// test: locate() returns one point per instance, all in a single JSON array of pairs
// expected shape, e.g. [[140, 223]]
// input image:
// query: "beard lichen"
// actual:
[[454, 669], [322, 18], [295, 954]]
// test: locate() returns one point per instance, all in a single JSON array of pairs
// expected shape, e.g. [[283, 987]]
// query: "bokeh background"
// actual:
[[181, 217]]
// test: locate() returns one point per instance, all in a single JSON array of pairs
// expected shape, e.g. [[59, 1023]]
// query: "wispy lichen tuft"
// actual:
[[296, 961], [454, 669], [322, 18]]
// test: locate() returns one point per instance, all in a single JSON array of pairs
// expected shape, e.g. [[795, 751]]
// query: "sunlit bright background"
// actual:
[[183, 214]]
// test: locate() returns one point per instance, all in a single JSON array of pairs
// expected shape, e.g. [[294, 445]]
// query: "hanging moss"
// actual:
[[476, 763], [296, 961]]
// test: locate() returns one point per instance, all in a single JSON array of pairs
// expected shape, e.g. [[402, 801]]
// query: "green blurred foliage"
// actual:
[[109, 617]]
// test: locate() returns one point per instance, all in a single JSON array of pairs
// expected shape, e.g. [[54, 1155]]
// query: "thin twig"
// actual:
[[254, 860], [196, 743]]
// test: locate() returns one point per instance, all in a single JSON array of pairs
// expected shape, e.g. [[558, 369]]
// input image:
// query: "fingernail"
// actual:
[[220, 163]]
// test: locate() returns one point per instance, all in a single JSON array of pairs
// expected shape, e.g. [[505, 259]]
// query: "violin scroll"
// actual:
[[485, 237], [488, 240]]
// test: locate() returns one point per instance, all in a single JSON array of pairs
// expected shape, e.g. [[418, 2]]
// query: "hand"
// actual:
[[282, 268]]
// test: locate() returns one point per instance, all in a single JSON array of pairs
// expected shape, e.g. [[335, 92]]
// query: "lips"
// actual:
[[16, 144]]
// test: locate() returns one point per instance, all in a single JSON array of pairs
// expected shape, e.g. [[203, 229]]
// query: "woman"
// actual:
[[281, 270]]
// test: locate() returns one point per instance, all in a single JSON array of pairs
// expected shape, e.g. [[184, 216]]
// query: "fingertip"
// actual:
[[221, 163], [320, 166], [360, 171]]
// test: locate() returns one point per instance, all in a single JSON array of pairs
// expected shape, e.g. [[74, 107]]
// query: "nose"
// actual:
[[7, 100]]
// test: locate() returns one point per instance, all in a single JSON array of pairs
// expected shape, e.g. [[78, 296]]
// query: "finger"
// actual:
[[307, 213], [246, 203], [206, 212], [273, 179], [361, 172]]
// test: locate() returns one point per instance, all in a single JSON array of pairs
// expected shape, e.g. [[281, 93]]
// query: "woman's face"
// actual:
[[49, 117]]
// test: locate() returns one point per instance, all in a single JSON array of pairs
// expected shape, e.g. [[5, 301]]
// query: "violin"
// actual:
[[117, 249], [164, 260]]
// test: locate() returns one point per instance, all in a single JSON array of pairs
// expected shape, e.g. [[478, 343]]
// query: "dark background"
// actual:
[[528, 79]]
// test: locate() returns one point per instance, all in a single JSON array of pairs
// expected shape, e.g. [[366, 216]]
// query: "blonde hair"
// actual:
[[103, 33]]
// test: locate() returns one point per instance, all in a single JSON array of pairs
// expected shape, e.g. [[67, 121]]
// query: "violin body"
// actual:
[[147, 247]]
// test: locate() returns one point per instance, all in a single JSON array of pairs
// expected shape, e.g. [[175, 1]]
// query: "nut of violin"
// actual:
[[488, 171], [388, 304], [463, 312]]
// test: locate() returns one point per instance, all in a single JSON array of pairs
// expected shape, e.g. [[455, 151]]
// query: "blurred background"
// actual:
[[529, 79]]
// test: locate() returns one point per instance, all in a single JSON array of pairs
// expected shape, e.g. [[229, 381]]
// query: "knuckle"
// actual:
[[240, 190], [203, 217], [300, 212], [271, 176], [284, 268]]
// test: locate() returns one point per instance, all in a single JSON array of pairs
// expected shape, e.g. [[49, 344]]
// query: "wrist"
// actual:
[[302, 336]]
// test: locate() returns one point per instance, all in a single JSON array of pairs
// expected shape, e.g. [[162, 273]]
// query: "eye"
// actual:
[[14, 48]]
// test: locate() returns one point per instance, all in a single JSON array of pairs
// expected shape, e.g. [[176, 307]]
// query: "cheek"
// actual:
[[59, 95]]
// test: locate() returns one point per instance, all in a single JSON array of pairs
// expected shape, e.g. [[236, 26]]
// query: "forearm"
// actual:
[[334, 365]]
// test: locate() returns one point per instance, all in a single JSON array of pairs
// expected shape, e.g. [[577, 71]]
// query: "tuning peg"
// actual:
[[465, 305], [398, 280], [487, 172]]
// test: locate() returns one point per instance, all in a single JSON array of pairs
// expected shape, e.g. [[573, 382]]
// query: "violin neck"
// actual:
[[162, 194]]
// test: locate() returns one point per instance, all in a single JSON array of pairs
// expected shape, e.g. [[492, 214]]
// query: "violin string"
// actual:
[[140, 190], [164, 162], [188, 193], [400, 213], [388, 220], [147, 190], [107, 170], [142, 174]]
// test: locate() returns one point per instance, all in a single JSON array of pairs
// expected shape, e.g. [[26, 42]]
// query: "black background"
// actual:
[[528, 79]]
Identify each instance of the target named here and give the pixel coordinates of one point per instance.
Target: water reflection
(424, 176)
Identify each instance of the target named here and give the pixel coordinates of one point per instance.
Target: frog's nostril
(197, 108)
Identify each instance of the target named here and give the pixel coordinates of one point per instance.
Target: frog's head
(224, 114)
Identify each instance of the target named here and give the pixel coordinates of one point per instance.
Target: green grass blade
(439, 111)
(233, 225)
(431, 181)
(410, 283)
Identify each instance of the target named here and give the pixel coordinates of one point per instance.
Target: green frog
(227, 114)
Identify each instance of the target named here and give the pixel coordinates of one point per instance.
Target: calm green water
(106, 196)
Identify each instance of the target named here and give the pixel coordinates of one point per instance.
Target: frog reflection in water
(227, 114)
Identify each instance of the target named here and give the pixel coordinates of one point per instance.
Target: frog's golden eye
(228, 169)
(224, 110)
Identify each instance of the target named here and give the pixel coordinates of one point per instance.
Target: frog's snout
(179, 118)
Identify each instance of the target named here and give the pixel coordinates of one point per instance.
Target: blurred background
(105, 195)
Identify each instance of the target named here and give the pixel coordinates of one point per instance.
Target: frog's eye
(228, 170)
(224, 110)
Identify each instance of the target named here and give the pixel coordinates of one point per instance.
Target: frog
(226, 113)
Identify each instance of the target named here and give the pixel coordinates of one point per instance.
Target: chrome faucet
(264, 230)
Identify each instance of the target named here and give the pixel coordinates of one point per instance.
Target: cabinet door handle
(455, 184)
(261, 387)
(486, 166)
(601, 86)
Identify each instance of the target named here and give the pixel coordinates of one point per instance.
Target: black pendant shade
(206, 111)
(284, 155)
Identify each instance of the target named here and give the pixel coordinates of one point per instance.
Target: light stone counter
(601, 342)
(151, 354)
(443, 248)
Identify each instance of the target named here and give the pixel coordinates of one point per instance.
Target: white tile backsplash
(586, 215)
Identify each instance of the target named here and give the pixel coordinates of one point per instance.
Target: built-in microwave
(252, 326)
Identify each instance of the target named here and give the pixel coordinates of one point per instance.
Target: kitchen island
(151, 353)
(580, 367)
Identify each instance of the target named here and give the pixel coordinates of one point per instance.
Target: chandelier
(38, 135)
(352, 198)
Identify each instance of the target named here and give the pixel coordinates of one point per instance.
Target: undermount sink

○ ○ ○

What to do: Which lines of the records above contain the word "violin"? Report each one in full.

Answer space:
// query: "violin scroll"
// query: "violin"
// query: "violin body"
// query: "nut of violin"
// query: "violin neck"
// query: "violin string"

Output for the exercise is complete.